Do this |
Find the line that contains "In this exercise you will identify every instance of the fingers". Then set down that line and all the lines after it, to the end of the records, exactly and with nothing added.

Rows from a pointing dataset:
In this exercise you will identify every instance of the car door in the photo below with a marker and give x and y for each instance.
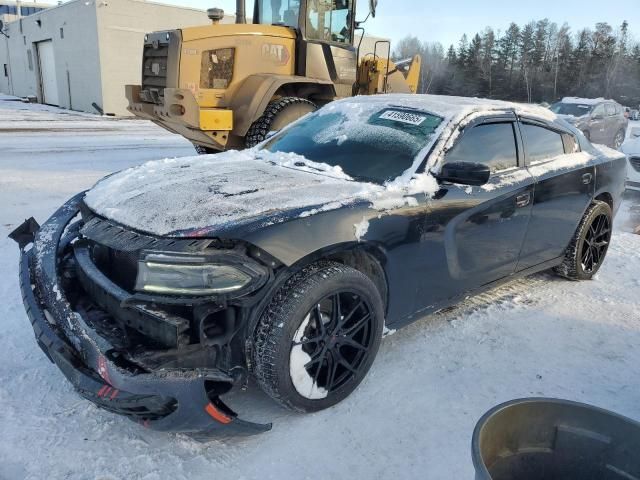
(473, 235)
(597, 125)
(612, 124)
(561, 194)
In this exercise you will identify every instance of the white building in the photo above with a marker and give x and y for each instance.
(79, 55)
(10, 10)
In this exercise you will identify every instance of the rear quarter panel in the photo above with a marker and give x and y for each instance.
(611, 172)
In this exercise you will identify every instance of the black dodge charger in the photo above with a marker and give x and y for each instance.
(169, 284)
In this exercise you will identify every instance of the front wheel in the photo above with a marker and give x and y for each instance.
(619, 139)
(590, 244)
(278, 115)
(318, 338)
(200, 150)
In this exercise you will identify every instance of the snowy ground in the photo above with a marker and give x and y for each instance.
(412, 417)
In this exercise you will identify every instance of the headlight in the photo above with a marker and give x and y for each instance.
(216, 70)
(176, 274)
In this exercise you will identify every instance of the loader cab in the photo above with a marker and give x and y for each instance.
(325, 37)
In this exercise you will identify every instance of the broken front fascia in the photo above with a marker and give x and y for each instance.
(178, 396)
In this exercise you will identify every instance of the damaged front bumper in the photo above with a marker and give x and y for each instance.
(173, 400)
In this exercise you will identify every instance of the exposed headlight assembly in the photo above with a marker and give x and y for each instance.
(193, 275)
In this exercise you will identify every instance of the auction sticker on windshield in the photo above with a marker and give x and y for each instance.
(404, 117)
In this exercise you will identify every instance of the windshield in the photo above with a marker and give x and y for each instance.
(370, 144)
(575, 109)
(279, 12)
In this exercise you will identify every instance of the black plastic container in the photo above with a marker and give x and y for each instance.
(548, 439)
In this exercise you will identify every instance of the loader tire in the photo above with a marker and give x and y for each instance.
(278, 115)
(589, 245)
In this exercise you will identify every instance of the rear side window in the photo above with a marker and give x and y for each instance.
(492, 144)
(541, 143)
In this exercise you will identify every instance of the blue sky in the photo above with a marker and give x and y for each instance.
(446, 20)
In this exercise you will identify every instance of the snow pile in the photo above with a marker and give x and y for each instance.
(607, 152)
(583, 101)
(632, 145)
(361, 228)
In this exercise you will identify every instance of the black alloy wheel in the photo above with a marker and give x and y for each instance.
(336, 337)
(318, 337)
(596, 243)
(586, 252)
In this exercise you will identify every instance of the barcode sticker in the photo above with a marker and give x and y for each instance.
(403, 117)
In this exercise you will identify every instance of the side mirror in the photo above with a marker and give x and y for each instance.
(465, 173)
(373, 4)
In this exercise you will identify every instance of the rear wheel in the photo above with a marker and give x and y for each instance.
(278, 115)
(589, 246)
(318, 338)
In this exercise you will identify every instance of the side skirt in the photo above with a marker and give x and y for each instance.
(403, 322)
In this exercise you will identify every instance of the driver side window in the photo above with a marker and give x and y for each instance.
(329, 20)
(491, 144)
(598, 112)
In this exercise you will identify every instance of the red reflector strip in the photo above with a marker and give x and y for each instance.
(217, 414)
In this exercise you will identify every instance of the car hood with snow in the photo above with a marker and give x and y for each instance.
(186, 195)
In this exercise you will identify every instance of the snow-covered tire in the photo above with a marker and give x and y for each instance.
(281, 343)
(618, 140)
(593, 234)
(200, 150)
(278, 115)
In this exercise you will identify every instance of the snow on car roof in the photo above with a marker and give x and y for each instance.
(449, 107)
(583, 101)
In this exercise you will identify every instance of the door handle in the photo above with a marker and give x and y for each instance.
(523, 200)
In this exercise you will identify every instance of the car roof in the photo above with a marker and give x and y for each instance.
(586, 101)
(450, 107)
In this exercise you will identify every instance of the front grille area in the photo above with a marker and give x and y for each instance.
(154, 67)
(159, 65)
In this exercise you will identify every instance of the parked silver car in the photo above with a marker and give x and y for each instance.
(602, 121)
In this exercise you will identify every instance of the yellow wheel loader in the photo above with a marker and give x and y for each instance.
(229, 85)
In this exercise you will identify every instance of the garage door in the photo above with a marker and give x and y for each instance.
(48, 79)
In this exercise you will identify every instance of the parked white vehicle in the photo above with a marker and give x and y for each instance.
(632, 148)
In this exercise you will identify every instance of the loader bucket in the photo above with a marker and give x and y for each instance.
(544, 439)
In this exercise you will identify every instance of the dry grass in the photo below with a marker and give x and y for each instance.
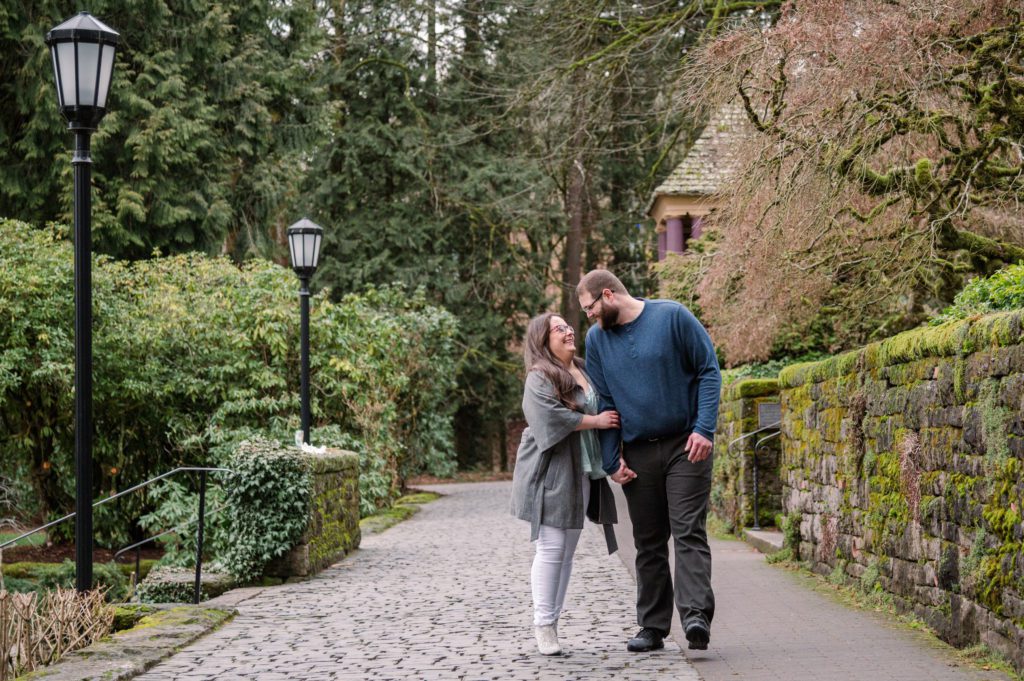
(37, 630)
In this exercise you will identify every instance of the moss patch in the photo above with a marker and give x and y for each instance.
(403, 509)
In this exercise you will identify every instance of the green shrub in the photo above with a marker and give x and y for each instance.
(267, 496)
(47, 577)
(192, 350)
(1001, 291)
(177, 585)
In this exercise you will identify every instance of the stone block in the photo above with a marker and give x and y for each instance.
(333, 528)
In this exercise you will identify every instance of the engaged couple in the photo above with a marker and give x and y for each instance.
(641, 411)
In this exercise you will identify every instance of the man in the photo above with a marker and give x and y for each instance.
(653, 363)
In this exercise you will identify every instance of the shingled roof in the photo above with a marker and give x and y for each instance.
(711, 159)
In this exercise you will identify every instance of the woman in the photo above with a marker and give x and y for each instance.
(558, 475)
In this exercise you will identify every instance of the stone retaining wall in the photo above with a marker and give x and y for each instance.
(732, 486)
(334, 516)
(902, 462)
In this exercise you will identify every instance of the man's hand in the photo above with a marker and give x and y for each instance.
(698, 447)
(624, 474)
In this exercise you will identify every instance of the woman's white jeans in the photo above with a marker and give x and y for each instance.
(553, 565)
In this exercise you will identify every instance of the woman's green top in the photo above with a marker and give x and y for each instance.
(590, 447)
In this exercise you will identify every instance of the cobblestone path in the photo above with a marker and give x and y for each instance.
(444, 595)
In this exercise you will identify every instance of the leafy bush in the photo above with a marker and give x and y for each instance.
(1004, 290)
(267, 495)
(177, 585)
(189, 351)
(48, 577)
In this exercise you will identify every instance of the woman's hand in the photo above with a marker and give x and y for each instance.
(606, 420)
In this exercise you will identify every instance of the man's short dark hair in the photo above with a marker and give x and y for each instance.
(596, 281)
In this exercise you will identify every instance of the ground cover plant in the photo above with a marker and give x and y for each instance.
(194, 353)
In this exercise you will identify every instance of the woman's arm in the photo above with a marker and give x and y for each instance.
(601, 421)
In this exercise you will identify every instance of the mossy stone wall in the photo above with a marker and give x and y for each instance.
(333, 529)
(903, 462)
(732, 484)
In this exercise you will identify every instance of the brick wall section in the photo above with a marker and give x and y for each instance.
(903, 461)
(732, 487)
(334, 516)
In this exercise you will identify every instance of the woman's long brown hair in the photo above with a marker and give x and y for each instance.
(538, 356)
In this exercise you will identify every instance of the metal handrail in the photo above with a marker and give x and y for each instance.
(137, 545)
(110, 499)
(771, 426)
(200, 517)
(774, 427)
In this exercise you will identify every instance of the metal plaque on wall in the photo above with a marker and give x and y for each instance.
(769, 414)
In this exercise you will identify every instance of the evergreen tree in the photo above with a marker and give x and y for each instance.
(211, 114)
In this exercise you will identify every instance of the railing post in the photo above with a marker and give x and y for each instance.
(199, 537)
(757, 522)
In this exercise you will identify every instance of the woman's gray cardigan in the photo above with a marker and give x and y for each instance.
(547, 485)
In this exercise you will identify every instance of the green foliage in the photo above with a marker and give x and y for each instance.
(177, 585)
(838, 576)
(192, 355)
(268, 492)
(1001, 291)
(176, 506)
(212, 110)
(869, 578)
(47, 577)
(780, 556)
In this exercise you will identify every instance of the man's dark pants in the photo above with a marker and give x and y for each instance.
(670, 497)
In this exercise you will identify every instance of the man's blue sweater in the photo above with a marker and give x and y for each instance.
(658, 372)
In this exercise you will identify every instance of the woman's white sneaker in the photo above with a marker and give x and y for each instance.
(547, 640)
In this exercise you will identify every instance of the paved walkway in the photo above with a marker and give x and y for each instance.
(445, 595)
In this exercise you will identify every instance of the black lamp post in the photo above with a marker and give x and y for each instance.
(83, 51)
(303, 240)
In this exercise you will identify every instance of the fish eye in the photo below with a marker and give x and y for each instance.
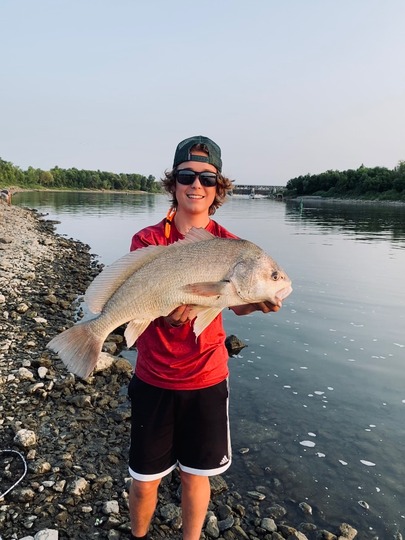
(275, 276)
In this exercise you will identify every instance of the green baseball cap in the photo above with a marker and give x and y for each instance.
(184, 147)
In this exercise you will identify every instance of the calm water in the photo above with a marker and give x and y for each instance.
(318, 396)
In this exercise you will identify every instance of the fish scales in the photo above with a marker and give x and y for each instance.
(204, 271)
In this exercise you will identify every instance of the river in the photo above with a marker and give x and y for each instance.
(318, 395)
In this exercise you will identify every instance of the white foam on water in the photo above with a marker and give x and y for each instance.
(309, 444)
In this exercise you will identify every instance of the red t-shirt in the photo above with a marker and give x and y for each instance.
(170, 357)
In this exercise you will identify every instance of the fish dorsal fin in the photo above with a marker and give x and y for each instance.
(113, 276)
(208, 288)
(134, 329)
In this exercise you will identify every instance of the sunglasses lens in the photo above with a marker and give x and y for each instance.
(185, 177)
(208, 179)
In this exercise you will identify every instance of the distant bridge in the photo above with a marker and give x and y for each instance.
(275, 192)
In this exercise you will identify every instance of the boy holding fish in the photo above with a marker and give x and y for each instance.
(179, 391)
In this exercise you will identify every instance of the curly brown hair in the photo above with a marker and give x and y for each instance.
(224, 185)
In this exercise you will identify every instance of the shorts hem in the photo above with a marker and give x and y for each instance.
(206, 472)
(150, 477)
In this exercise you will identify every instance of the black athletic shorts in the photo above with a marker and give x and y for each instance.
(185, 428)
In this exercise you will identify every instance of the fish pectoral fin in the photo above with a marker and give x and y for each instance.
(204, 318)
(208, 288)
(134, 329)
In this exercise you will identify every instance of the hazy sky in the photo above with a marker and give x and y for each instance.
(285, 87)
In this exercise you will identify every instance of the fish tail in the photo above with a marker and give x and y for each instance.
(79, 348)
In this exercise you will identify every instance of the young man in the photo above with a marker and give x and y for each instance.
(179, 391)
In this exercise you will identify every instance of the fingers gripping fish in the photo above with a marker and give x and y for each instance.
(151, 282)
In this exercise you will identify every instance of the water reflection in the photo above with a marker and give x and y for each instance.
(366, 221)
(328, 368)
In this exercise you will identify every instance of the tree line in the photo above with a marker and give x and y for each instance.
(377, 183)
(11, 175)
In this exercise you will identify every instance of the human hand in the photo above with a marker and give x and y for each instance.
(179, 316)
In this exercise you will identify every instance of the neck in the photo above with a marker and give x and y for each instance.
(184, 222)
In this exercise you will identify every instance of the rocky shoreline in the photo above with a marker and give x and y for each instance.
(73, 435)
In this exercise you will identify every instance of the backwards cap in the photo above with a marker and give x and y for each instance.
(184, 147)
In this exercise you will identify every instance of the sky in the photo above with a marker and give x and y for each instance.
(285, 87)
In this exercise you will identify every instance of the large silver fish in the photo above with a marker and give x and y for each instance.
(204, 271)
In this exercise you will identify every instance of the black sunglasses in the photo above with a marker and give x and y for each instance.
(188, 176)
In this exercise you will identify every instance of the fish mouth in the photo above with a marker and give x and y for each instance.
(283, 293)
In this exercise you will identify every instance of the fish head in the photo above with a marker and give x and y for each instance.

Task response |
In this exercise you will identify every instance of the fingers gripping fish in the photo above with a marker and give x and y for each instance.
(151, 282)
In this exercise you will identify every instance of the water reflection in the photo above with a marker and give x and y for each instance.
(366, 221)
(328, 368)
In this exercise you will identify every instance of the tree line in the photo above with a marker and give x and y for each instance.
(377, 183)
(11, 175)
In this exercise you will identify every instance of the human hand in the photo above with a marker and give x and y for each instance.
(179, 316)
In this exercise you will identify every instance of the neck in the photo above with a marker and give x and y for each instance.
(184, 222)
In this exercise you will identify every instance of the rocky shoreline in the photo above with a marker and give x and y for each instance.
(73, 435)
In this exercise you will identify every instance of the backwards cap in the photo above with a marker and give x and y for each instance.
(184, 147)
In this exercise you will identify every instance of the sky in the photo above with a marker and give x and y for each instance.
(285, 87)
In this exercise you will identify every instance of the large silver fish in the photo above with a marker and give x and y for each instance.
(204, 271)
In this exercise you will identify every instance of the black sunglasses in the photo above with a marker and give x and y for each instance.
(188, 176)
In this exercise you will identify every instance of the fish mouth in the photo above with a marker and give x and y for each instance.
(283, 293)
In this exercise you will identify every instance of the fish head in the photo above with a marker and give x and y for each instance.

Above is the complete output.